TASK INSTRUCTIONS
Count the lines in the items below that contain the word "rocky", treating uppercase and lowercase as different, and reply with that number alone.

[Start ENTRIES]

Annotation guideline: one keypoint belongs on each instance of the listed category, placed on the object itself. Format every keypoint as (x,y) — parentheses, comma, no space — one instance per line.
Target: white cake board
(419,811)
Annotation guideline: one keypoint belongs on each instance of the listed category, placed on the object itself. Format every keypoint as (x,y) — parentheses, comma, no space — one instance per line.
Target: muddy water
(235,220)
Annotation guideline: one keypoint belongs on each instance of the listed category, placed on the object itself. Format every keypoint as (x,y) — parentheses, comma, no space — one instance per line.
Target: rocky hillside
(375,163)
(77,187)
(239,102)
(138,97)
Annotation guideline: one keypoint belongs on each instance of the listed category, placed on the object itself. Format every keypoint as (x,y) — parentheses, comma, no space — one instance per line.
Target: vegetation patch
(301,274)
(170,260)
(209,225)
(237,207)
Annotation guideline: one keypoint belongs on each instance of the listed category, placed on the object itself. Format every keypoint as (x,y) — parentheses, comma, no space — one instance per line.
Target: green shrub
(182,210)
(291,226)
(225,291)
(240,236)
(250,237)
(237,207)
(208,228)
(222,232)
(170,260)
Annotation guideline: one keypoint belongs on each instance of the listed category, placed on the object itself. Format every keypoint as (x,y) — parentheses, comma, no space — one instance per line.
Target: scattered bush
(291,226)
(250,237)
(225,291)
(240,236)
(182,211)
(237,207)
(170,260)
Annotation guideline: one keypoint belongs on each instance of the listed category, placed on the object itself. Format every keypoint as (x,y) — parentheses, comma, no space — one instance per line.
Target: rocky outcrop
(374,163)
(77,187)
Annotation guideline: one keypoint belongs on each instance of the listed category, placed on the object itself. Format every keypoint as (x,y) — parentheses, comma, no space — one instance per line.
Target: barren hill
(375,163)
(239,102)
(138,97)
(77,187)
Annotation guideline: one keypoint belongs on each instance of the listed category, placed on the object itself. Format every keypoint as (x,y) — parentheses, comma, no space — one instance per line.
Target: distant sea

[End ENTRIES]

THE RESULT
2